## Passage shown:
- - - -

2016-03-28 Thread Junio C Hamano
惠轶群  writes:

> Excuse me, but I could not find
> `Documentation/technical/api-strbuf.txt` in master branch. Do you
> refer to the header of `strbuf.h`? In which, I learnt how to
> initialize the strbuf and how to take use of it when I began to
> use it.

Ah, yes, it was a relatively recent development that usage text from
the former was moved to the latter.

> If there is also a note about whether I should release it
> and how do it, such as:
>
> For every strbuf that has been initialized and buffer of it has
> not been detached with strbuf_detach, you should release the
> resource by strbuf_release.
>
> It will save me (maybe others) much time to explore the entire method list.

While it may not hurt, it sounds somewhat extreme and funny me, as
it sounds as if you are saying "for every pointer variable that
points at a piece of memory allocated with malloc(3) and friends,
you must free(3) them after you are done".

- - - -

## Entries shown:
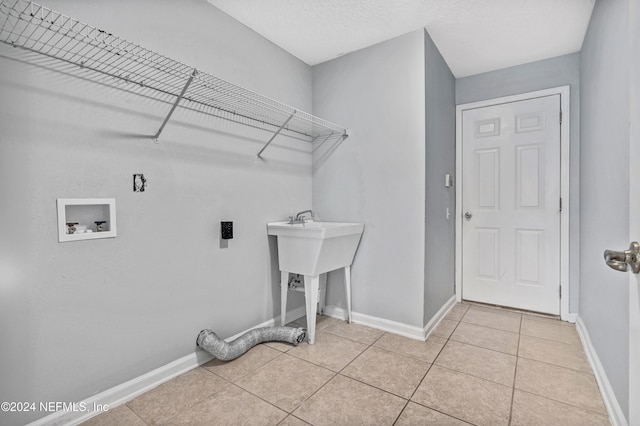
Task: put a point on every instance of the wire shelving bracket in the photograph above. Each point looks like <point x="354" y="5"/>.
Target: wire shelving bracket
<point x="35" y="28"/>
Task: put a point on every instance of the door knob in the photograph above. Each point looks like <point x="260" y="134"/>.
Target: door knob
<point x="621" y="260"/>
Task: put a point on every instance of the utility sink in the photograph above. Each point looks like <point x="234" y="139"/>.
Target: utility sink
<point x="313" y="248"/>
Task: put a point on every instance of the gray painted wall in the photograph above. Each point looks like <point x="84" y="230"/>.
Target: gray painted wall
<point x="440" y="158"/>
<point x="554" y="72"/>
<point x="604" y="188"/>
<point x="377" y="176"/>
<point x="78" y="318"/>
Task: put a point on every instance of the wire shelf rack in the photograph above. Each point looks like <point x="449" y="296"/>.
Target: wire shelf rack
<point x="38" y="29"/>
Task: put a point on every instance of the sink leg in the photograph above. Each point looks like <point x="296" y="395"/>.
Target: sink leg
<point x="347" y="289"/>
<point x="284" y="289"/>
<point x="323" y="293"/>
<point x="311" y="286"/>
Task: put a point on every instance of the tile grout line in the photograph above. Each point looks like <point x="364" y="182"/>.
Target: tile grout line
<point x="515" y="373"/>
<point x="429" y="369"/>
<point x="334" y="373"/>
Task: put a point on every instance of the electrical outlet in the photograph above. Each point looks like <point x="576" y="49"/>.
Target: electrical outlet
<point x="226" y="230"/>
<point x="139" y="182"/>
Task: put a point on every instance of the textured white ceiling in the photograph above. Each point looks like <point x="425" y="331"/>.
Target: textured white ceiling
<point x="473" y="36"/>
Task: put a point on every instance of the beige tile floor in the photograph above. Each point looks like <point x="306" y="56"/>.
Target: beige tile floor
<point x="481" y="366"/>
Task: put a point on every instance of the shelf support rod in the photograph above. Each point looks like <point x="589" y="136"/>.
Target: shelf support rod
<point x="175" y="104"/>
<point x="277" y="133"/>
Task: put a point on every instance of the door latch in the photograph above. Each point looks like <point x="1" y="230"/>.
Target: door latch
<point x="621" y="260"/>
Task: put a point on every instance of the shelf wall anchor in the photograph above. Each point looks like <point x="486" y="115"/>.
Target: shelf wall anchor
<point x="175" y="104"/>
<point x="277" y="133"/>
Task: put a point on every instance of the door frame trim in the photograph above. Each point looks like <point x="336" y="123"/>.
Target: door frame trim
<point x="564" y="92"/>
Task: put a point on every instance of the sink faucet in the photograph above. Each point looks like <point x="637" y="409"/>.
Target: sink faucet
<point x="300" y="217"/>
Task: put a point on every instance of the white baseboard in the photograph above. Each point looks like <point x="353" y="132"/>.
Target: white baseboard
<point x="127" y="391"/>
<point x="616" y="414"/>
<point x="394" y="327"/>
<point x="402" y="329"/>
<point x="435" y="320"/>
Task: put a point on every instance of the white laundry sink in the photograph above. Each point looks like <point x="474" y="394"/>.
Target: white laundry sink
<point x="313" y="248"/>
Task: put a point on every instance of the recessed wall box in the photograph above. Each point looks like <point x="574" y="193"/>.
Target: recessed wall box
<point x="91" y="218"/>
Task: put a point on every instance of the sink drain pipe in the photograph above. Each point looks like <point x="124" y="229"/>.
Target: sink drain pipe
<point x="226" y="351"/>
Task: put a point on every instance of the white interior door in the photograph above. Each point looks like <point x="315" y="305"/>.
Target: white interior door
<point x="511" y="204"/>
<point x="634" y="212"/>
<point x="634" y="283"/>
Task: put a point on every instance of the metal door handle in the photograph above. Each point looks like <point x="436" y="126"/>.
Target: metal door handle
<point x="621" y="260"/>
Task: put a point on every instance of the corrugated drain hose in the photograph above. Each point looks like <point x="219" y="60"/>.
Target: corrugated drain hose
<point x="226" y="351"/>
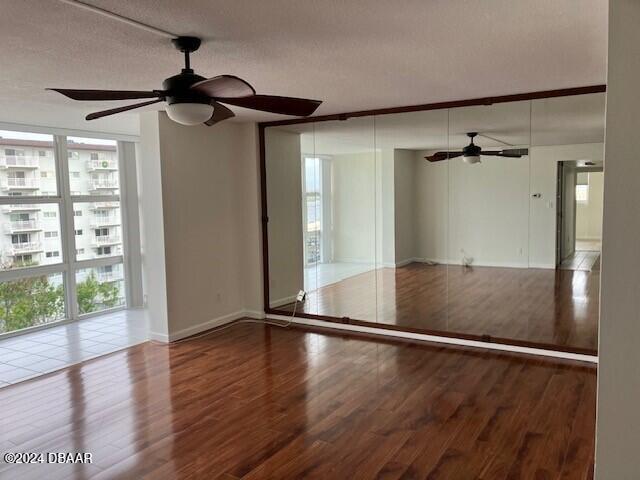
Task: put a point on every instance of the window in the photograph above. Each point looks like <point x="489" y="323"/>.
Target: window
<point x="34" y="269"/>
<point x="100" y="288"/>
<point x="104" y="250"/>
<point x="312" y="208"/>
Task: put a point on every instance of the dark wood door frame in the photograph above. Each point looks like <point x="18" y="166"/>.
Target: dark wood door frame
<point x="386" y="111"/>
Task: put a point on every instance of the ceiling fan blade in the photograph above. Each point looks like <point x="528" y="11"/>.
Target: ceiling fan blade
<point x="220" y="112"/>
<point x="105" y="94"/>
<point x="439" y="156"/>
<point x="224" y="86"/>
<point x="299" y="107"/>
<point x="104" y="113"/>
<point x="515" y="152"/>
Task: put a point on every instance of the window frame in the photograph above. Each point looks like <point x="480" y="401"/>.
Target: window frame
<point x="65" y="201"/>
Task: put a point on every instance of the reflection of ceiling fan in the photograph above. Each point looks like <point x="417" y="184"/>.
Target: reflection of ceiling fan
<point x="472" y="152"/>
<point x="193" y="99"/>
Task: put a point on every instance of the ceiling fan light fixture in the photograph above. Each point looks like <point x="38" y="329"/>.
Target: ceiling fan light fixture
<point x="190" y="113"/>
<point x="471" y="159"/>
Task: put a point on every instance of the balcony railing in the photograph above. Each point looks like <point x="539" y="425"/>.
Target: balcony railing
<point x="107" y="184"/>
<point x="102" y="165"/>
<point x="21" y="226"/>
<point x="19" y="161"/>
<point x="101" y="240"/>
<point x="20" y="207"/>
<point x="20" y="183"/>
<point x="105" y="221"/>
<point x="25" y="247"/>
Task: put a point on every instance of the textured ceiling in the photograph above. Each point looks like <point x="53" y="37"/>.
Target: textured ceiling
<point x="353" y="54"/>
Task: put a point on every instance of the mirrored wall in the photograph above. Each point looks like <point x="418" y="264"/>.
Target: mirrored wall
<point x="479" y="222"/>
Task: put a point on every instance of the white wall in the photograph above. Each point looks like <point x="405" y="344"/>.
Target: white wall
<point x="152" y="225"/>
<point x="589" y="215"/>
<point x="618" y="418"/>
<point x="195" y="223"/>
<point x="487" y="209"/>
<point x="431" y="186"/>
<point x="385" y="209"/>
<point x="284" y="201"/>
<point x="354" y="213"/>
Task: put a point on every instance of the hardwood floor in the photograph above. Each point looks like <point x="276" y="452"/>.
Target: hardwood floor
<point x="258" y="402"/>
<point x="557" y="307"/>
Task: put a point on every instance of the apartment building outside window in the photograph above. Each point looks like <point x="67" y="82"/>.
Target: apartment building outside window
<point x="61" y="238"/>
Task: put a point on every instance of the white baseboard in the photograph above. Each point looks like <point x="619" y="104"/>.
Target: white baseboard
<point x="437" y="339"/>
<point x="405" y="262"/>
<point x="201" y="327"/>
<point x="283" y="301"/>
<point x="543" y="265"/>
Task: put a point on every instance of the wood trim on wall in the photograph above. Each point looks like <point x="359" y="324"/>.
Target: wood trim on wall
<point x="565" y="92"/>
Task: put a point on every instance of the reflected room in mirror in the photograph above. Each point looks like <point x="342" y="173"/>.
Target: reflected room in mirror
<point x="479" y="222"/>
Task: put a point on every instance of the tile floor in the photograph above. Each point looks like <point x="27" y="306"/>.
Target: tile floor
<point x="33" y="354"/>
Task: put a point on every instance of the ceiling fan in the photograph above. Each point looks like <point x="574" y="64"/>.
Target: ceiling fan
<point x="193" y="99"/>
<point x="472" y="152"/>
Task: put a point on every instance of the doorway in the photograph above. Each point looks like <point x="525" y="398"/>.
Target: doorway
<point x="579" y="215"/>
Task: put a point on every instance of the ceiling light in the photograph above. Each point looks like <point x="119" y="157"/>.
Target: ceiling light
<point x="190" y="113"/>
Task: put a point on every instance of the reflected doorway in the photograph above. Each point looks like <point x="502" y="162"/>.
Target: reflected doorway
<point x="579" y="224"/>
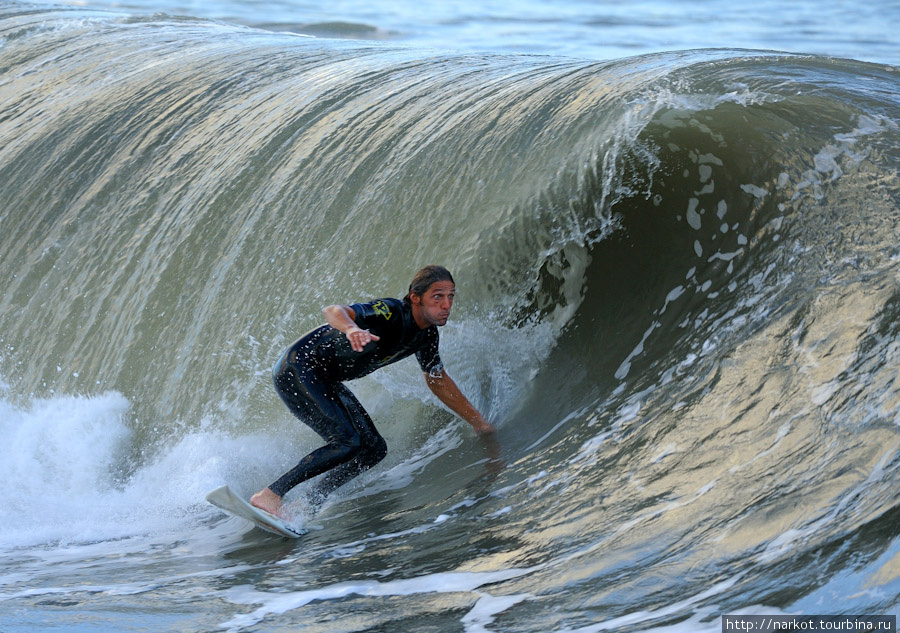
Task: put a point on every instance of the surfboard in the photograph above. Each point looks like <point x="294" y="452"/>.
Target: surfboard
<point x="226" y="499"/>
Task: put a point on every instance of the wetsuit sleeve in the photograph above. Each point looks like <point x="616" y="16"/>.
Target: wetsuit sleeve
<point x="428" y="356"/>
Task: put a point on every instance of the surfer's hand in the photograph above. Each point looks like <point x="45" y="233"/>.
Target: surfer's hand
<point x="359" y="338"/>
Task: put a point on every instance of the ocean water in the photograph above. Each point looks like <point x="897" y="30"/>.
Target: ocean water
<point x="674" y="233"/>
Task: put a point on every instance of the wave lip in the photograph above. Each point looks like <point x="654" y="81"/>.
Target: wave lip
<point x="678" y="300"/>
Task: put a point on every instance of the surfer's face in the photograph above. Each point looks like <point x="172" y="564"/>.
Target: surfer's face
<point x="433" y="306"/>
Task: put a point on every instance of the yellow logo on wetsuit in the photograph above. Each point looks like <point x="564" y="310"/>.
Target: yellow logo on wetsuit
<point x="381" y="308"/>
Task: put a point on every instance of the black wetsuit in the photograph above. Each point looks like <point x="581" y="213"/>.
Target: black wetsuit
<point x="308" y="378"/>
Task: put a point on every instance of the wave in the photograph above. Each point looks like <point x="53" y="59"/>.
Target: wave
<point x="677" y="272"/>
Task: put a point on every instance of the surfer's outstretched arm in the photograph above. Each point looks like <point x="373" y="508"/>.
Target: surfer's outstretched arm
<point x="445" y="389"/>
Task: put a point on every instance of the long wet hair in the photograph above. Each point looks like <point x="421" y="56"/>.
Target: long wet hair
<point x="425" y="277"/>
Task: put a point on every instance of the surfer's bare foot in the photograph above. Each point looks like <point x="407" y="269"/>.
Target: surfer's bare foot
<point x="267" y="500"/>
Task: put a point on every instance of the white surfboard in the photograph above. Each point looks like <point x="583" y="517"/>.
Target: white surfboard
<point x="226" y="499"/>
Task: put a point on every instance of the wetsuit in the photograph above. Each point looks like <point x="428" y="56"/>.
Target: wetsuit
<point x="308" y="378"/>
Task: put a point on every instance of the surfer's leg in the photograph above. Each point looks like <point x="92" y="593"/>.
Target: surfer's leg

- - - -

## Exercises to complete:
1/ In the mailing-list message, why does the reply call the suggested note about releasing a strbuf somewhat extreme?
2/ In the mailing-list message, rewrite the part starting with "2016-03-28 Thread Junio" and going on through "to the latter.", with "master branch" changed to "main branch".

## Solved tasks:
1/ It sounds like telling people that every pointer variable pointing at memory allocated with malloc(3) and friends must be freed with free(3) once they are done with it.

2/
2016-03-28 Thread Junio C Hamano
惠轶群  writes:

> Excuse me, but I could not find
> `Documentation/technical/api-strbuf.txt` in main branch. Do you
> refer to the header of `strbuf.h`? In which, I learnt how to
> initialize the strbuf and how to take use of it when I began to
> use it.

Ah, yes, it was a relatively recent development that usage text from
the former was moved to the latter.